WORK TO COMPLETE: Rewrite only the records from the line containing "Where can you spot the low" through the end of the records, keeping the requests, and offset each point coordinate in the answers by adding 111 to it.
+++ EXERCISE MATERIALS +++
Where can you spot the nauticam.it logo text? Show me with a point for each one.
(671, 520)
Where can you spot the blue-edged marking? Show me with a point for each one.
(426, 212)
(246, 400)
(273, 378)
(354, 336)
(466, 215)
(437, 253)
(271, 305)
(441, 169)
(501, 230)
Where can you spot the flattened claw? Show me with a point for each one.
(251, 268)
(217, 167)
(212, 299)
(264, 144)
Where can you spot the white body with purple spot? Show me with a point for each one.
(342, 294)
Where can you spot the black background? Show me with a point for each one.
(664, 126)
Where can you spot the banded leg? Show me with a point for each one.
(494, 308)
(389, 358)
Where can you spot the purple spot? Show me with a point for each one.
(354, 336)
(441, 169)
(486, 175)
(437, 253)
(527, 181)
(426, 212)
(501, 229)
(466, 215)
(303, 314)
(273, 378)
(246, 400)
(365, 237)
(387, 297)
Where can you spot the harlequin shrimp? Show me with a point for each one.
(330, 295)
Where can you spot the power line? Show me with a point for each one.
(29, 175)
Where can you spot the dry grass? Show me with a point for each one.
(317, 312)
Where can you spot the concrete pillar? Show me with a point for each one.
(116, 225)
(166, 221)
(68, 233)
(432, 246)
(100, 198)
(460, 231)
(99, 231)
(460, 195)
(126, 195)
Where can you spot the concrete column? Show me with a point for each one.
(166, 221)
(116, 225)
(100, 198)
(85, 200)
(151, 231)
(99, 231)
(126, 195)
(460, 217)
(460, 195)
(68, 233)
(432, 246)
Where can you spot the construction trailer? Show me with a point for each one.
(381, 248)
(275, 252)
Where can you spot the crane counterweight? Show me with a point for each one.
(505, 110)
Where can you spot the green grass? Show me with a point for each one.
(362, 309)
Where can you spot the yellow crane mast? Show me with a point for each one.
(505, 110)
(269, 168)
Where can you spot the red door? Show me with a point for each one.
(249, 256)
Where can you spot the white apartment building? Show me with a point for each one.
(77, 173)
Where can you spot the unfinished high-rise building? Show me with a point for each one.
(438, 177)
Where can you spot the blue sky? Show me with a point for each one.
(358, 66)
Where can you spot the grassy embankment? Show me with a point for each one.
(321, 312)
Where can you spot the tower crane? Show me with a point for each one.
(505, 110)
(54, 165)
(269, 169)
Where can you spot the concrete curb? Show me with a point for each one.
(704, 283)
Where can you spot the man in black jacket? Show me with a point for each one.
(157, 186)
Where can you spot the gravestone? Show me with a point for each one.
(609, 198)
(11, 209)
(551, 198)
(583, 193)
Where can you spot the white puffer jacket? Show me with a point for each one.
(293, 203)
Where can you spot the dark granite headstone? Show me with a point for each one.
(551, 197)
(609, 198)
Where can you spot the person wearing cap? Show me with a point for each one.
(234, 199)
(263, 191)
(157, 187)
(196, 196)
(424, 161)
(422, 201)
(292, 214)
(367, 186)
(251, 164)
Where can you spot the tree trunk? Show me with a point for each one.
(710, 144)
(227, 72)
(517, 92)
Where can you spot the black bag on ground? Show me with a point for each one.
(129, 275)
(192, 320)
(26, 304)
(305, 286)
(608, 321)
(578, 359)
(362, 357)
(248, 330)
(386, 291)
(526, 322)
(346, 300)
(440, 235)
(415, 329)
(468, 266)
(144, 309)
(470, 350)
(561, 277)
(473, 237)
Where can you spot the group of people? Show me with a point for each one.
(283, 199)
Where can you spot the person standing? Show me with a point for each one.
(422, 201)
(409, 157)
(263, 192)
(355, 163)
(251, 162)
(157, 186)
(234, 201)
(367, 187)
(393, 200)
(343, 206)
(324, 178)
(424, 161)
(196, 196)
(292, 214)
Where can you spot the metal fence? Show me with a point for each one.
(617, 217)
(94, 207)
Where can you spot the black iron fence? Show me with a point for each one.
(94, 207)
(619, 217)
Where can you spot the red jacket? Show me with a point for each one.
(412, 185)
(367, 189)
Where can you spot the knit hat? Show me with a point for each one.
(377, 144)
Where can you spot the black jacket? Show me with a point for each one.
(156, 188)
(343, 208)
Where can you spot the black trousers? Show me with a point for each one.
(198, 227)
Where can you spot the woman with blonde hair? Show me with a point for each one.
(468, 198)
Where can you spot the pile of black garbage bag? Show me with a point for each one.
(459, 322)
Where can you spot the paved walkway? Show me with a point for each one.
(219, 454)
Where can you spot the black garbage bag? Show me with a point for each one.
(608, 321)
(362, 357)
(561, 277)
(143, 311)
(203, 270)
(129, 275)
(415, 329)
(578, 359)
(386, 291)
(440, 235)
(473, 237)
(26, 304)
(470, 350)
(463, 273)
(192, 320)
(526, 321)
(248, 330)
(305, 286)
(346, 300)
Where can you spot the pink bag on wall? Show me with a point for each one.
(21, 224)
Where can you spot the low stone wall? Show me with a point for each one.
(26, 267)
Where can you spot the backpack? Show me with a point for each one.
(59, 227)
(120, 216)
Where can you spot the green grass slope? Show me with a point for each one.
+++
EXERCISE SOLUTION:
Where can you spot the low stone wall? Show me with a point for each one.
(137, 378)
Where can you spot the backpack? Show me with a point for each one.
(170, 338)
(231, 327)
Where can you spot the green grass slope? Show me with a point for each one.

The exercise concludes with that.